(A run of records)
——

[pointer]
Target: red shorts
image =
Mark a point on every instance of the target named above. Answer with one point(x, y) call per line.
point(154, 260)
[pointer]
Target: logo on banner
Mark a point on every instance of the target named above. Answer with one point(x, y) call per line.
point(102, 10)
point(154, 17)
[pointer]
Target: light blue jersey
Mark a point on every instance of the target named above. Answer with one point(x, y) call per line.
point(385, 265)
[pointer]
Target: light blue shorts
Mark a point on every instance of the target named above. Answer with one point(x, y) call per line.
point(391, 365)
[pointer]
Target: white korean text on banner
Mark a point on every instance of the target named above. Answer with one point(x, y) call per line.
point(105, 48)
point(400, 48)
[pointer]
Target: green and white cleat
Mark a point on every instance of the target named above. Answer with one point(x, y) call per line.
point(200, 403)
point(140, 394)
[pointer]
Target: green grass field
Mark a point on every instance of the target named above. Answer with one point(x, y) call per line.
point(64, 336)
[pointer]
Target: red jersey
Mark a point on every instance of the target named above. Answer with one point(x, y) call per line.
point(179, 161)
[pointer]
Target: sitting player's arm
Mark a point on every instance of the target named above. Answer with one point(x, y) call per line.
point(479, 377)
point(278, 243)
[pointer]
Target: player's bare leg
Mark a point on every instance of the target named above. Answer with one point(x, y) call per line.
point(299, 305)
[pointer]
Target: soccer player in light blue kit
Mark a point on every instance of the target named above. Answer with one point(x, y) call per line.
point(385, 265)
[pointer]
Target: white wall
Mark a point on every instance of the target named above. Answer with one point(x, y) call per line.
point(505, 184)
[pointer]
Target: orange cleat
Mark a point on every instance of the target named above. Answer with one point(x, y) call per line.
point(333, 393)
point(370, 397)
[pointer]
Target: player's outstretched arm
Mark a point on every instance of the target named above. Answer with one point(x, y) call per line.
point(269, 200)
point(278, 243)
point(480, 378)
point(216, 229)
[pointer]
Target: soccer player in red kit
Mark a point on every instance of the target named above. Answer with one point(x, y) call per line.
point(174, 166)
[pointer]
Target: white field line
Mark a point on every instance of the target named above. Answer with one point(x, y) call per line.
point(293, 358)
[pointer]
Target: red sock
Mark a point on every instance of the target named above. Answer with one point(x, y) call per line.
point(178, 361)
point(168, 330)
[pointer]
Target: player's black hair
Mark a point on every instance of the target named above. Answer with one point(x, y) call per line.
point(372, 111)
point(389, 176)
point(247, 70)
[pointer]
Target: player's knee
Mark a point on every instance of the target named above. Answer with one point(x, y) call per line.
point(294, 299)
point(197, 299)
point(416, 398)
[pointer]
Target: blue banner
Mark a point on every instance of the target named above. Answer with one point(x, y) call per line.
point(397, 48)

——

## [TASK TO CARRY OUT]
Quote the listing in full, please, keeping every line exact.

## [REPLY TO THE TASK]
[pointer]
Target: red shorts
image =
Mark a point on every instance of the target named above. Answer with one point(x, y) call per line.
point(154, 260)
[pointer]
Target: logo on banner
Mark a point on every instance of the target named above. Answer with one point(x, y) call per line.
point(102, 10)
point(154, 17)
[pointer]
Target: light blue jersey
Mark a point on every instance of the target named above. Answer with one point(x, y) call per line.
point(385, 265)
[pointer]
Target: light blue shorts
Mark a point on every instance of the target named above. Answer with one point(x, y) call per line.
point(391, 365)
[pointer]
Target: white korean text on banner
Mark a point on every instance of the target named above. Answer with one point(x, y) call per line.
point(105, 48)
point(400, 48)
[pointer]
Target: green and white cleat
Mark a point on every instance of the target named above. Answer with one point(x, y) call per line.
point(200, 403)
point(140, 394)
[pointer]
Target: green grass field
Mark a point on every instance of the target named above. Answer with one point(x, y) call per line.
point(64, 336)
[pointer]
Target: red jersey
Mark a point on every instance of the target named above. Answer with one point(x, y) call per line.
point(179, 161)
[pointer]
Target: sitting player's arm
Mark a point on every instance of the target named above. Answer with one point(x, y) call per line.
point(479, 377)
point(278, 243)
[pointer]
Target: player's bare leg
Mark a point on every instance of the target named above. Answer with one point(x, y) call per line.
point(299, 305)
[pointer]
Target: soccer player in light blue kit
Mark a point on every instance of the target named above. Answer with one point(x, y) call per line.
point(385, 265)
[pointer]
Target: white wall
Mark a point on every instance of the target named above. Answer with one point(x, y) call per line.
point(505, 184)
[pointer]
Target: orange cleat
Mark a point on every instance of the target named above. Answer with one point(x, y) call per line.
point(333, 393)
point(370, 397)
[pointer]
Target: player's outstretched arm
Mark a point on every instance of the target named above. Answer with one point(x, y) call per line.
point(269, 200)
point(278, 243)
point(480, 378)
point(216, 229)
[pointer]
Target: soccer player in red kit
Mark a point on every instance of the target named above. Answer with one point(x, y) call per line.
point(174, 166)
[pointer]
Target: white field line
Mark a point on every instance of the target named above. Answer with one point(x, y) call per line.
point(293, 358)
[pointer]
Target: red sock
Mark a point on every instance of the target named above. Answer with one point(x, y) call per line.
point(178, 361)
point(168, 330)
[pointer]
Target: player's black hair
Mark a point on every instance of the target named above. Answer with one point(x, y) call per line.
point(372, 111)
point(389, 176)
point(247, 70)
[pointer]
Target: player's knee
Mark a point on every instance of the target named above. Answer with one point(x, y) call per line.
point(294, 299)
point(197, 299)
point(416, 398)
[pointer]
Target: blue banner
Mark a point on every instance of the target named above. Answer with one point(x, y) call per line.
point(397, 48)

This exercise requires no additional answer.